§ Page excerpt
## START
Another algorithm has a different approach to represent the trie structure. First the average depth of the trie is decreased by path compression [13] shown in figure 3b. Every internal child of only one node is removed and marked with a skip value.

[MEDLINE Format]

Figure 3. Three different trie structures a. Normal binary trie (leaf number 0 is string 0000, leaf number 1 is string 0001, leaf number 2 is string 00101 and so on) b. Path-compressed trie c. Level compressed trie [13]

The trie is then compressed more using the Level Compression (LC-trie), which reduces all the dense populated parts of the trie shown in figure 3c. It replaces number of i levels of the complete binary trie with a node value of 2 to the power of i. This is done to every part of the trie.

The leaves of the tree contain a pointer to a so-called base vector where the complete strings are stored. The depth of the LC-trie is typically 2-3. One memory lookup is performed for every node level and two additional memory accesses for the base vector and the next hop table. In certain cases the searched address doesn't match the base vector string because there are exceptions in the address space. This needs one extra lookup. This algorithm is very effective in memory usage. Typically the trie needs less than 250 kilobytes of memory and the whole table needs less than 1 megabyte. This is small enough to fit in a second level cache of a CPU. Simulation with real data shows that a 133 MHz Pentium could do about half a million lookups per second.

There is yet another technique [14], where the trie is divided into three levels. The first one is 16 nodes deep from nodes 1 to 16, the second level is from node 17 to 24 and the last level from node 25 to 32. Tests showed that this algorithm could do at least 2 million routing lookups per second, on a 200 MHz Pentium Pro, when the forwarding table fit in a secondary cache.
## END
§ Requirement
According to the text on trie structures, what is the typical depth of the LC-trie? The material that comes next is separate from the text on trie structures.

§ Items
## START
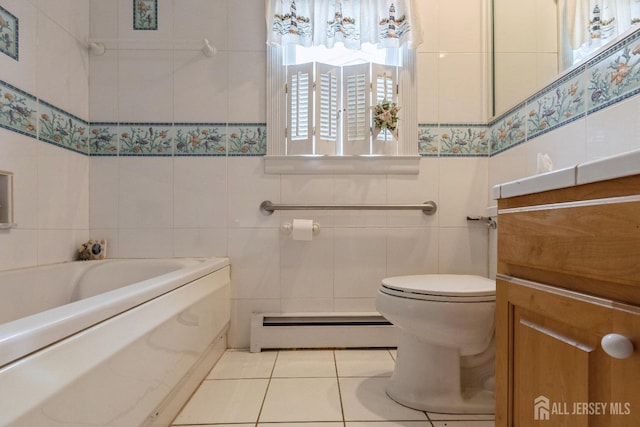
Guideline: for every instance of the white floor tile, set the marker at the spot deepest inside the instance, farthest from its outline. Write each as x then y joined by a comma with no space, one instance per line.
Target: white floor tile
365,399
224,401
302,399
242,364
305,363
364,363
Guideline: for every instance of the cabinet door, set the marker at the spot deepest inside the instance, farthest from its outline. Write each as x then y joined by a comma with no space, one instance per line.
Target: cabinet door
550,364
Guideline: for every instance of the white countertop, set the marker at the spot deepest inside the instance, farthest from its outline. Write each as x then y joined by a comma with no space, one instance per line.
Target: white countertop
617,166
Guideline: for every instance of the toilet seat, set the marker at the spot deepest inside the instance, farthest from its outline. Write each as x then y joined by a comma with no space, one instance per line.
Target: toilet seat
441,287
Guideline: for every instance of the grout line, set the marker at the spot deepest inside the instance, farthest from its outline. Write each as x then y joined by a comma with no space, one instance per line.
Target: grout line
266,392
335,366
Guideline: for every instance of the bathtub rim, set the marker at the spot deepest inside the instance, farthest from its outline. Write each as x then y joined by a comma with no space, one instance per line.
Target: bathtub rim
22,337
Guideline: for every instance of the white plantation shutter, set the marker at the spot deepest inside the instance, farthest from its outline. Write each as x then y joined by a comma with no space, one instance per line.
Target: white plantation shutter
## END
§ The output
The depth of the LC-trie is typically 2-3.